## Exercise aim
Begin at the line where "Put a dot on each instance of the blue shorts" appears and reproduce exactly every line through the end of the data below, both included, skipping pictures.
------------
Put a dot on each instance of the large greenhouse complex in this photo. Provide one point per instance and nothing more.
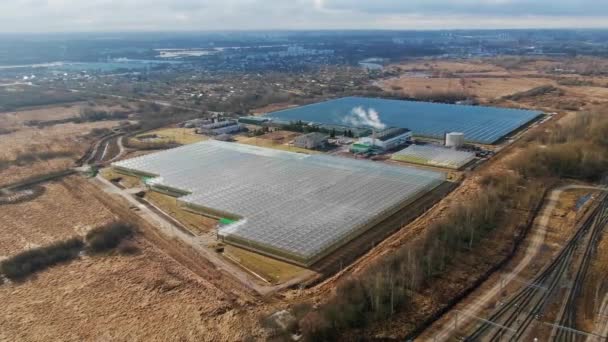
(290, 206)
(480, 124)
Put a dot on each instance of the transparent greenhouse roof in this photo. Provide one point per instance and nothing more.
(486, 125)
(300, 205)
(434, 155)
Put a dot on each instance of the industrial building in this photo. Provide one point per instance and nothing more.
(311, 140)
(290, 206)
(434, 155)
(387, 139)
(479, 124)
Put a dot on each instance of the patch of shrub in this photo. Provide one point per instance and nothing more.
(108, 237)
(26, 263)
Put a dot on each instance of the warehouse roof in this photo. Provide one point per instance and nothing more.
(391, 133)
(289, 203)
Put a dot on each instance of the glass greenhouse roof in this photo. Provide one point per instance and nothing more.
(486, 125)
(290, 204)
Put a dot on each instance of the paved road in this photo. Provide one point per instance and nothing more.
(473, 310)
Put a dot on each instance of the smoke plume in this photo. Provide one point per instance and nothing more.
(361, 117)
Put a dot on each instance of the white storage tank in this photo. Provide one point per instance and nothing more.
(454, 139)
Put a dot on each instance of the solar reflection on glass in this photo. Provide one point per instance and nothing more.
(289, 205)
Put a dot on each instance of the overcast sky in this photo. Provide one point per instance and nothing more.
(172, 15)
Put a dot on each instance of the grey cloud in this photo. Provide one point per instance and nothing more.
(117, 15)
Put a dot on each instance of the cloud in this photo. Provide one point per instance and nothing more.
(163, 15)
(469, 7)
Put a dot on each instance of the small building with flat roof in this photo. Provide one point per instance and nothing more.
(388, 139)
(311, 140)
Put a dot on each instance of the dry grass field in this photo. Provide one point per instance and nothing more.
(576, 81)
(62, 211)
(274, 140)
(182, 136)
(62, 143)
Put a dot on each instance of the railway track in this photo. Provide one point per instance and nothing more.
(513, 319)
(568, 317)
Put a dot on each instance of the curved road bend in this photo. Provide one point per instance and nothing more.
(536, 241)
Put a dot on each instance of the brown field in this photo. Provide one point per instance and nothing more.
(272, 108)
(489, 80)
(484, 88)
(70, 139)
(64, 210)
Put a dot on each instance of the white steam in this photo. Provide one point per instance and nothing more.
(360, 117)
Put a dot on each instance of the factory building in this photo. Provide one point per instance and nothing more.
(387, 139)
(311, 140)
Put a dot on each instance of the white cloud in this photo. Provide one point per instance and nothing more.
(120, 15)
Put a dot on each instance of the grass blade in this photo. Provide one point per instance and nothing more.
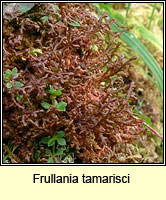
(151, 17)
(128, 8)
(149, 36)
(136, 45)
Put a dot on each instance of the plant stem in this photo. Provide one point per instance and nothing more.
(128, 8)
(155, 132)
(151, 17)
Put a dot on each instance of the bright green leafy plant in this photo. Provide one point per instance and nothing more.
(9, 76)
(51, 142)
(53, 94)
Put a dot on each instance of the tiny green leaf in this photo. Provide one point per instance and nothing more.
(61, 106)
(148, 121)
(74, 24)
(45, 140)
(18, 84)
(51, 142)
(18, 98)
(46, 105)
(59, 152)
(61, 141)
(60, 134)
(56, 8)
(36, 51)
(50, 160)
(94, 47)
(45, 18)
(56, 102)
(14, 70)
(48, 151)
(8, 85)
(36, 154)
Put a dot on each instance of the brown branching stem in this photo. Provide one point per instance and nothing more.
(155, 132)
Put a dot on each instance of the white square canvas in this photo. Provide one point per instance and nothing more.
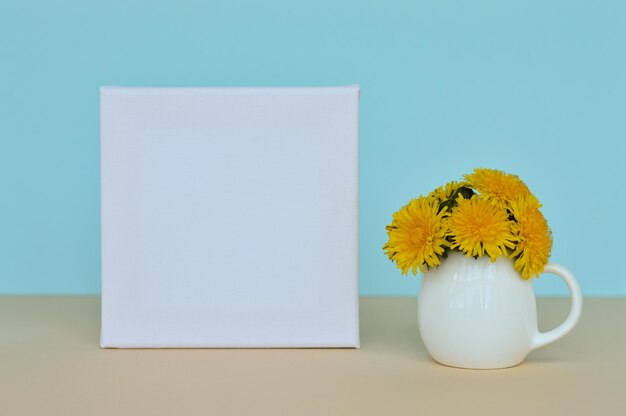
(229, 217)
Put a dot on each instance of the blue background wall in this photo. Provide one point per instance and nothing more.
(536, 88)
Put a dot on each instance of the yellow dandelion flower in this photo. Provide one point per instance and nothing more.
(416, 235)
(499, 188)
(478, 227)
(446, 192)
(535, 238)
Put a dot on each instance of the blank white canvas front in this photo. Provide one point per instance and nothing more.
(229, 217)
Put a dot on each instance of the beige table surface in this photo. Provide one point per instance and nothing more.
(51, 364)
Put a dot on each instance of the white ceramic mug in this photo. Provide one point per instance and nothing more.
(473, 313)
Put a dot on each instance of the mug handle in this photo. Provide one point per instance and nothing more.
(543, 338)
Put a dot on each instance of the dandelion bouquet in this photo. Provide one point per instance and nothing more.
(489, 212)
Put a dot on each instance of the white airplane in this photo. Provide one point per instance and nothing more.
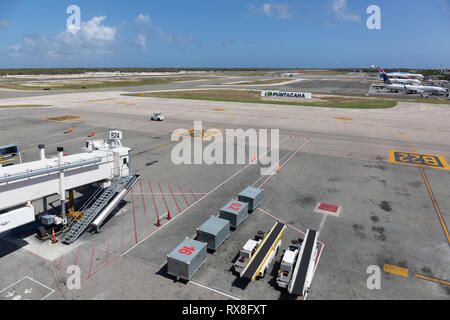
(405, 75)
(400, 81)
(412, 89)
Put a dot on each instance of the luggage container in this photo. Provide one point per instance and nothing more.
(184, 261)
(252, 196)
(234, 211)
(213, 231)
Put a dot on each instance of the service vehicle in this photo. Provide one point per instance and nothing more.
(157, 116)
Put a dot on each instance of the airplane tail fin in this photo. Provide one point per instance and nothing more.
(384, 76)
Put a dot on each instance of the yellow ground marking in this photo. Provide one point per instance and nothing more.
(62, 118)
(436, 208)
(418, 159)
(199, 134)
(430, 192)
(396, 270)
(420, 276)
(125, 103)
(100, 100)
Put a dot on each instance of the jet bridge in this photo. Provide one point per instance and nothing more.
(100, 162)
(259, 259)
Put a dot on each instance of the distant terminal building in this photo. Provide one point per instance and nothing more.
(292, 74)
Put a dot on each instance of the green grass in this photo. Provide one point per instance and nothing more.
(100, 84)
(253, 97)
(23, 106)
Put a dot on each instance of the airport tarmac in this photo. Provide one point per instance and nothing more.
(340, 157)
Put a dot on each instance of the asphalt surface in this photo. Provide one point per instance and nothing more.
(387, 217)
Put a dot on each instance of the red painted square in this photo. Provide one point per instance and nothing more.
(328, 207)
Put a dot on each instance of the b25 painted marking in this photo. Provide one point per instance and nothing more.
(418, 159)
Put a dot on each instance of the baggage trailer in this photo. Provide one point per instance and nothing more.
(266, 250)
(214, 232)
(253, 196)
(185, 260)
(288, 264)
(234, 211)
(304, 265)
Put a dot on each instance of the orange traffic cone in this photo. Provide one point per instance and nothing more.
(53, 236)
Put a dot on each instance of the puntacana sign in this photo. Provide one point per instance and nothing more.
(286, 94)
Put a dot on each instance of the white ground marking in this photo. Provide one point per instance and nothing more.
(214, 290)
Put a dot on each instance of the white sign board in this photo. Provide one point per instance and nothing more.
(115, 134)
(286, 94)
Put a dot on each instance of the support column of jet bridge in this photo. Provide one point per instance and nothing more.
(62, 191)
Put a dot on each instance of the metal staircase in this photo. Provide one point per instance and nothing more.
(91, 209)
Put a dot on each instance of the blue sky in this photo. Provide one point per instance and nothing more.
(301, 33)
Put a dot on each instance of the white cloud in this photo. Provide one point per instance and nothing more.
(274, 10)
(94, 31)
(92, 39)
(143, 19)
(4, 24)
(142, 41)
(339, 8)
(173, 39)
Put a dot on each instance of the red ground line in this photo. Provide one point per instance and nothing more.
(134, 217)
(92, 259)
(104, 266)
(122, 240)
(153, 197)
(142, 195)
(181, 190)
(195, 199)
(178, 207)
(164, 198)
(145, 211)
(107, 246)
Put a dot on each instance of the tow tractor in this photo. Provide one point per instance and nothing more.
(256, 255)
(157, 116)
(298, 265)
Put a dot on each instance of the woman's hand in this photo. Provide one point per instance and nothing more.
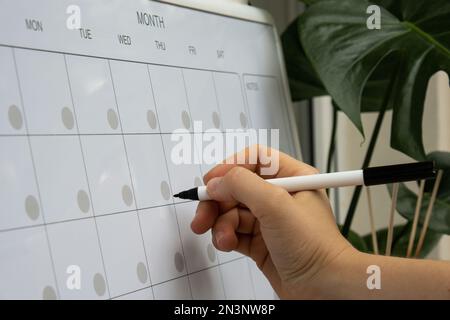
(293, 238)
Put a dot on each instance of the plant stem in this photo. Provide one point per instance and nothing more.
(373, 140)
(400, 234)
(356, 194)
(332, 148)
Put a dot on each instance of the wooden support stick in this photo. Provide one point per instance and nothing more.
(372, 222)
(390, 234)
(428, 213)
(412, 236)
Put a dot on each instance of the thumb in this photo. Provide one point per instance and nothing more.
(265, 201)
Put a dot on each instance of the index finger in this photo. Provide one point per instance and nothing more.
(250, 158)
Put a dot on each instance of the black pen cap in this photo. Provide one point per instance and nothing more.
(399, 173)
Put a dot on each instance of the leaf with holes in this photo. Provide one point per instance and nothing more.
(345, 53)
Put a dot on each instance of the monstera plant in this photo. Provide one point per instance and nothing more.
(331, 49)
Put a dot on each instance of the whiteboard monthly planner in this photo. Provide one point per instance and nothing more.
(86, 115)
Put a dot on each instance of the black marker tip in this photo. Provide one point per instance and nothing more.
(191, 194)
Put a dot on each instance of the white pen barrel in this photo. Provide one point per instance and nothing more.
(320, 181)
(202, 194)
(311, 182)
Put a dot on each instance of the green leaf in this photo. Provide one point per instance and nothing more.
(440, 218)
(442, 162)
(356, 241)
(345, 54)
(401, 240)
(303, 80)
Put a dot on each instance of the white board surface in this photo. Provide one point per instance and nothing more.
(86, 115)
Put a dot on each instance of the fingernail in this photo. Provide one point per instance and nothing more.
(219, 238)
(213, 185)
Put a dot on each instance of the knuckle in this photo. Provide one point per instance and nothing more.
(234, 176)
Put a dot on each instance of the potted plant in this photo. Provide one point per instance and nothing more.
(374, 56)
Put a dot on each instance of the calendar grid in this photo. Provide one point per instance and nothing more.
(131, 177)
(57, 293)
(87, 177)
(136, 210)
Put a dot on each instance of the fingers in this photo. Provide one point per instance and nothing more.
(257, 157)
(226, 228)
(205, 216)
(244, 186)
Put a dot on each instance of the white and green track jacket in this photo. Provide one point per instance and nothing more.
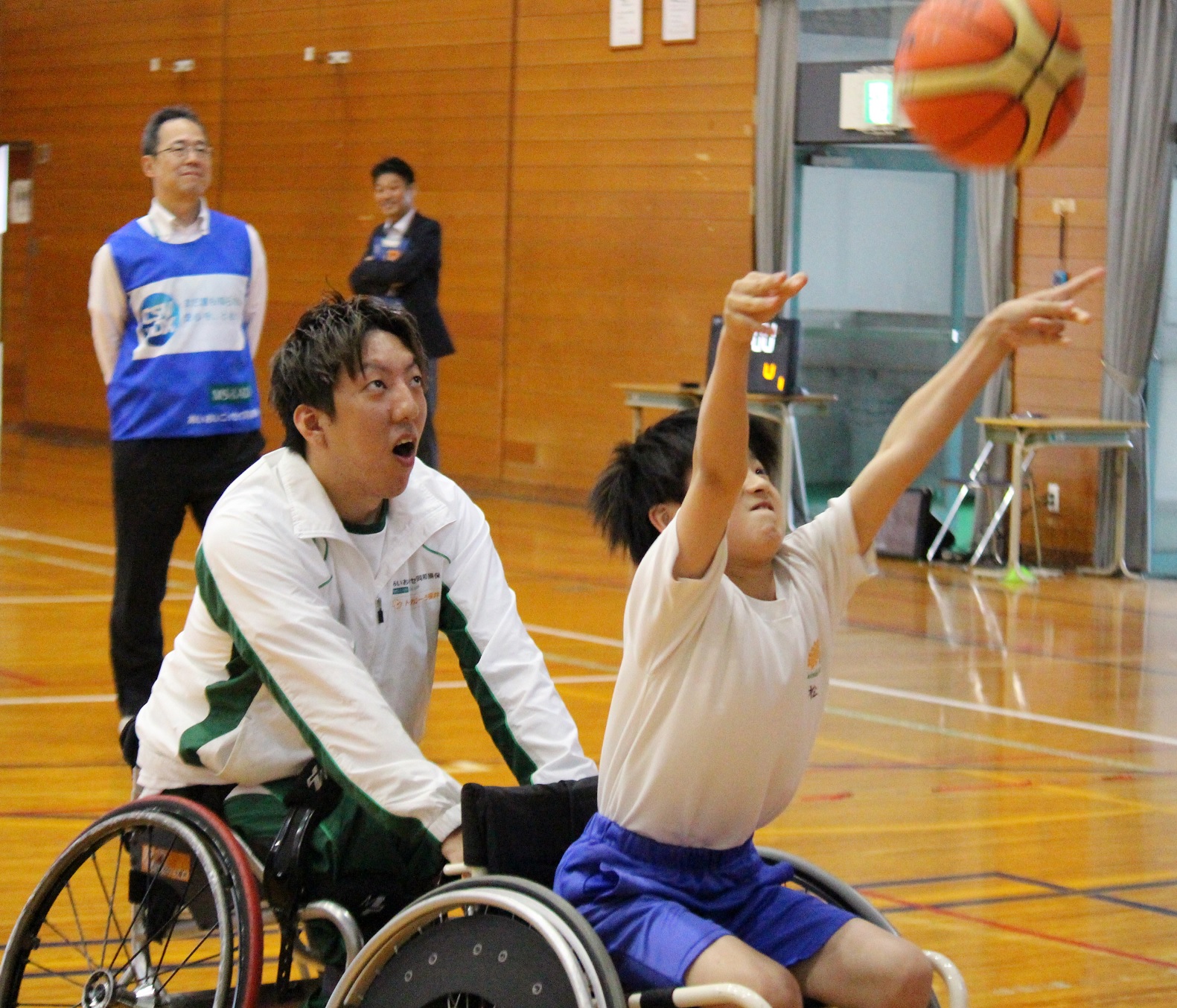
(292, 649)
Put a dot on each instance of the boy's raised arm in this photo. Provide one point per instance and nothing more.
(927, 419)
(719, 463)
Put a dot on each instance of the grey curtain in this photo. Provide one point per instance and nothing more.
(1141, 166)
(776, 103)
(776, 98)
(994, 198)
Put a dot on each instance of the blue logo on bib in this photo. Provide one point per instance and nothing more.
(159, 318)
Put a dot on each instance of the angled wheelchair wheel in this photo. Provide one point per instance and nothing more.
(146, 908)
(488, 941)
(837, 893)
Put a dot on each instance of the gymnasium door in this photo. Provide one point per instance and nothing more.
(885, 235)
(1162, 402)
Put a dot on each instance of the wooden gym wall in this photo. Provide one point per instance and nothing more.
(1068, 382)
(595, 204)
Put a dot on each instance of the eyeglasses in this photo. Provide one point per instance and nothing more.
(180, 151)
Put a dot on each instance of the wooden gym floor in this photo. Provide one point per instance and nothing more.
(996, 769)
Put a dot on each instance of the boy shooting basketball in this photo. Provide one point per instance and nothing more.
(723, 678)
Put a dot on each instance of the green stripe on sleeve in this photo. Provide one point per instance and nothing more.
(229, 700)
(407, 828)
(452, 622)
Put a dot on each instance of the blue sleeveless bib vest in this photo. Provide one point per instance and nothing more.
(184, 366)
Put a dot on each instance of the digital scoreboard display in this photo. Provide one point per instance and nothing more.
(772, 364)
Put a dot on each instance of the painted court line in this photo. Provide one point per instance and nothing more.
(1019, 931)
(81, 599)
(73, 544)
(989, 740)
(571, 635)
(34, 701)
(1004, 712)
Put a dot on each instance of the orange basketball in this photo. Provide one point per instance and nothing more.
(990, 83)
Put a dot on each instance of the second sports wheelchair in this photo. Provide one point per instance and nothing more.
(158, 905)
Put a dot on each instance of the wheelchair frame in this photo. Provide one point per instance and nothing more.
(546, 953)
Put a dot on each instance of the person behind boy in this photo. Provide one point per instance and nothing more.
(403, 265)
(724, 677)
(324, 576)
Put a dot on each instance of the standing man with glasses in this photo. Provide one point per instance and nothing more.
(176, 301)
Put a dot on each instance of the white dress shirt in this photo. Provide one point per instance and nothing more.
(109, 302)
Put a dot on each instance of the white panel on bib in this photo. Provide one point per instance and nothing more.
(190, 315)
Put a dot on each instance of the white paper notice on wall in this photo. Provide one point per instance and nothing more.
(678, 20)
(624, 24)
(20, 202)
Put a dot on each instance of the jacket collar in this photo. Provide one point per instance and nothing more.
(412, 518)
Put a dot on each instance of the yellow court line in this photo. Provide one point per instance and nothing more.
(1003, 775)
(873, 829)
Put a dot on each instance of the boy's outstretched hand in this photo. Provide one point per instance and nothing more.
(1039, 318)
(756, 298)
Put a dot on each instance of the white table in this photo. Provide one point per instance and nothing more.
(782, 410)
(1025, 436)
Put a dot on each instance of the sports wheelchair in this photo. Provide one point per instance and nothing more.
(158, 905)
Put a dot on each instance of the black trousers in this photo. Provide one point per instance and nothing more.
(156, 479)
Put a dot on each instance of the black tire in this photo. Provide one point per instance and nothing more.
(591, 941)
(834, 890)
(140, 899)
(488, 941)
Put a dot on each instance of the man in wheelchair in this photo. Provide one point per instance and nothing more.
(297, 694)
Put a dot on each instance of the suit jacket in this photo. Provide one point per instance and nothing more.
(413, 277)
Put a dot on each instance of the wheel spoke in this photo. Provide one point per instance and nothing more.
(139, 909)
(81, 934)
(70, 942)
(184, 963)
(109, 895)
(176, 916)
(57, 973)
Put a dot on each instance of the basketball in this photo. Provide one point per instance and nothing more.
(990, 83)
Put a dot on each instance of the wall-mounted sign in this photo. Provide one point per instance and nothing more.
(4, 182)
(678, 20)
(20, 202)
(624, 24)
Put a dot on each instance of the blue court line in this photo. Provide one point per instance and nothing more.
(1104, 894)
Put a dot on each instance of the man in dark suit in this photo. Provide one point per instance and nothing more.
(403, 264)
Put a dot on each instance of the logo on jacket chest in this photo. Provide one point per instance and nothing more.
(411, 591)
(814, 668)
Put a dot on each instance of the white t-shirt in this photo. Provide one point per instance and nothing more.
(719, 695)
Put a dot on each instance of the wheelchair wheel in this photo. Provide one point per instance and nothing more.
(488, 941)
(834, 890)
(146, 908)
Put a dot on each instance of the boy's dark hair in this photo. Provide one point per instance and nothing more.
(326, 340)
(148, 143)
(654, 470)
(393, 166)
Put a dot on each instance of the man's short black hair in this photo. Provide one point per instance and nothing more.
(150, 143)
(393, 166)
(654, 469)
(328, 340)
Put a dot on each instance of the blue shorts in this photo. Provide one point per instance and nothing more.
(657, 906)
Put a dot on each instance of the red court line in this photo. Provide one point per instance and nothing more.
(1019, 931)
(20, 677)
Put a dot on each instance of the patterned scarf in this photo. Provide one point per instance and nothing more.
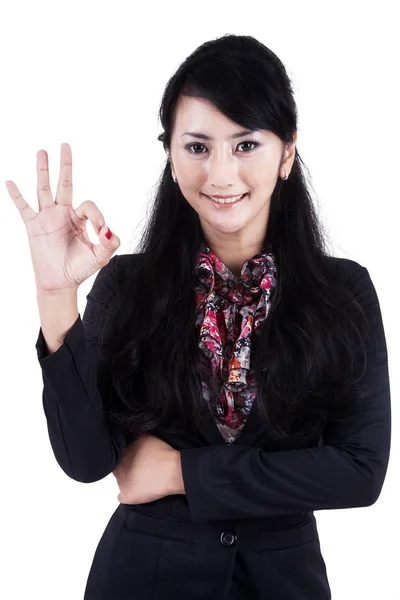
(229, 309)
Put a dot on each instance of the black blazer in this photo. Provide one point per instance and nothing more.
(245, 528)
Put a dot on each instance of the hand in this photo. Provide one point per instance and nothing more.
(149, 469)
(62, 254)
------------
## Output for this exercise
Put a dot on each instance of the blue shorts in this photo. Provide one point per instance and nothing more.
(657, 906)
Put a dot on each instance of the red court line in this photo. Provide one point per instance and nothing more.
(1019, 931)
(20, 677)
Put a dot on each instance of the patterned scarf in this photo. Provide one point per instance and nothing more.
(229, 309)
Put a dot on each instance of the black blazer in this photo. Provide one point per instance and nothing more.
(245, 528)
Put a dot on each instance of the hand in this photo. Provide one point per instance and nothing more.
(149, 469)
(62, 254)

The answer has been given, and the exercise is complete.